## Task objective
Leave out every picture, then transcribe the rest of the listing exactly.

++++ Extracted information ++++

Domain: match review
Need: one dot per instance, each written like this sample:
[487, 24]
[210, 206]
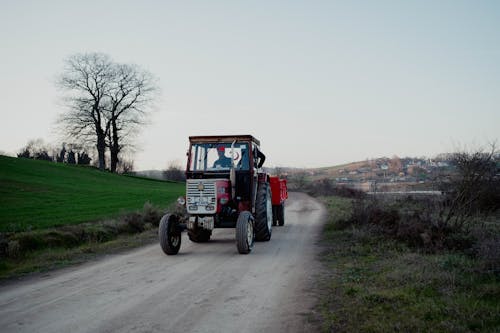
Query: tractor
[225, 188]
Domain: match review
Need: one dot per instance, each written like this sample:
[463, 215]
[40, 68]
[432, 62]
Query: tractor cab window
[218, 157]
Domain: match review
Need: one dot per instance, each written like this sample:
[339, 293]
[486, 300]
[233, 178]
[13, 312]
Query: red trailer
[279, 194]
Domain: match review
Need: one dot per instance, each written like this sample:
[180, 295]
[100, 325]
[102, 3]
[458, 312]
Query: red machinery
[279, 194]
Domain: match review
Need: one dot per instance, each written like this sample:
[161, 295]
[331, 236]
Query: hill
[39, 194]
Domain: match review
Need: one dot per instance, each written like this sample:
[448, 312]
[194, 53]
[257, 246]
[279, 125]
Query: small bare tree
[86, 78]
[129, 97]
[106, 102]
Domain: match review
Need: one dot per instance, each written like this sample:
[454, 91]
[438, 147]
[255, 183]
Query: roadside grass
[375, 283]
[53, 215]
[39, 194]
[48, 259]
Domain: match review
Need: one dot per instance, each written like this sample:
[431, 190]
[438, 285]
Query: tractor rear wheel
[199, 235]
[264, 213]
[245, 232]
[169, 234]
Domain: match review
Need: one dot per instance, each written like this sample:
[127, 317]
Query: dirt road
[205, 288]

++++

## The result
Domain: match review
Need: one dot per instance, each written like this sample:
[487, 24]
[210, 206]
Query: tractor
[225, 188]
Domain: match review
Need: one dot per instance, each written like this sample:
[463, 215]
[40, 68]
[432, 62]
Query: tractor cab window
[218, 157]
Domain: match review
Need: one dot per instance, each written like this sample:
[339, 293]
[486, 300]
[233, 178]
[13, 312]
Query: red trailer
[279, 194]
Domain: match review
Need: one dot per instance, each written like this sample:
[180, 295]
[100, 325]
[102, 3]
[458, 312]
Query: red machinery
[279, 194]
Domain: match review
Need: one dot per instance, each written like this sample:
[161, 295]
[331, 236]
Query: hill
[39, 194]
Domain: match review
Need: one dot per instance, each written like this sample:
[448, 312]
[194, 53]
[257, 246]
[279, 125]
Query: small bare tree
[86, 78]
[129, 97]
[106, 102]
Domain: match review
Need: one dot per instance, each written like this sample:
[454, 91]
[438, 147]
[255, 183]
Query: roadside grass
[375, 283]
[53, 215]
[39, 194]
[48, 259]
Domain: match review
Need: one dot per instance, each written like this sample:
[431, 190]
[438, 285]
Query: tractor rear wheel
[199, 235]
[264, 213]
[245, 232]
[169, 234]
Domain: match review
Need: one dot per instance, each written like this sample:
[127, 317]
Query: dirt road
[205, 288]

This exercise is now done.